'''

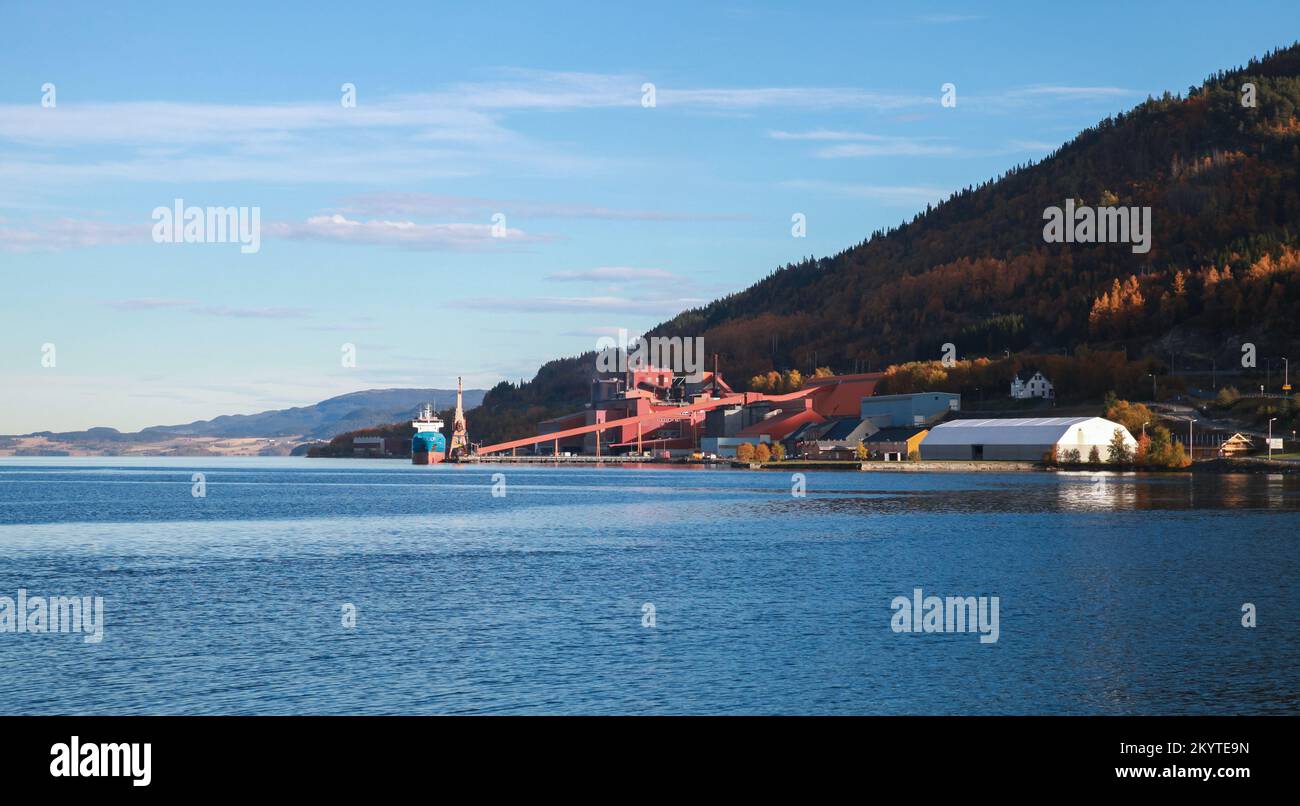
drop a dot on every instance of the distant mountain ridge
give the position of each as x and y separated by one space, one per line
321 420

'''
'''

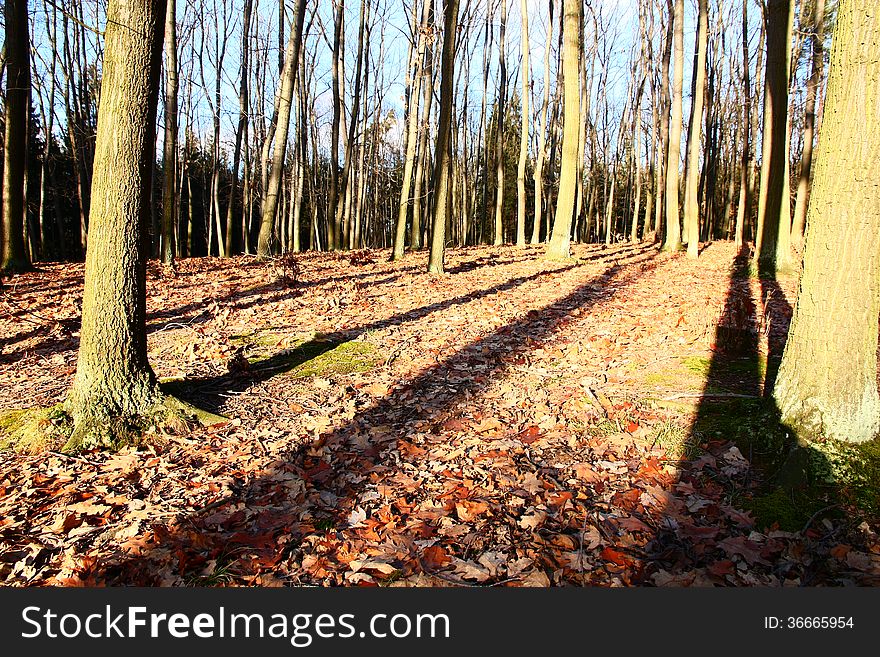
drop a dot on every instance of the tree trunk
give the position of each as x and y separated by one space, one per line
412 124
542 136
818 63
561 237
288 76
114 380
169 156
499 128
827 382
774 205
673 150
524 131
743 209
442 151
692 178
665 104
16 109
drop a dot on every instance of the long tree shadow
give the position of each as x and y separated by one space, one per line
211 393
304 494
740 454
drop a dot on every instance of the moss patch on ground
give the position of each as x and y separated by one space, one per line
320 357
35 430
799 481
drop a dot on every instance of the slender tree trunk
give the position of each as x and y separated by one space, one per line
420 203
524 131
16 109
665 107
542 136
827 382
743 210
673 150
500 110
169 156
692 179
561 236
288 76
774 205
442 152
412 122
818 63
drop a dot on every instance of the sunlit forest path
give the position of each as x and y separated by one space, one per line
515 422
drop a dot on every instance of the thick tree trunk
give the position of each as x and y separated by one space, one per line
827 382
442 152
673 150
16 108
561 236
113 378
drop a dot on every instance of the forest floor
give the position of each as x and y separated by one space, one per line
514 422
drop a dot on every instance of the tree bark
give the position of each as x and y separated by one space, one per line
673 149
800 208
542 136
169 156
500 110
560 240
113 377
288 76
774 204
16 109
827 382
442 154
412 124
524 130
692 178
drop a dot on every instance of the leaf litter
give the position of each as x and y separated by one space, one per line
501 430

'''

* [WORK TO COMPLETE] Please report every line of the items above that contains the word "tree", copying each such line in full. Treat uppercase and lowercase as different.

* [PROBLEM SOLUTION]
drop a dot on every instance of the tree trunk
drop a dot on every instance of the long tree shadow
drop a dot on every instance of the slender tree trunk
drop a dot on every instance of the thick tree trunk
drop a dot on every instance of the tree bark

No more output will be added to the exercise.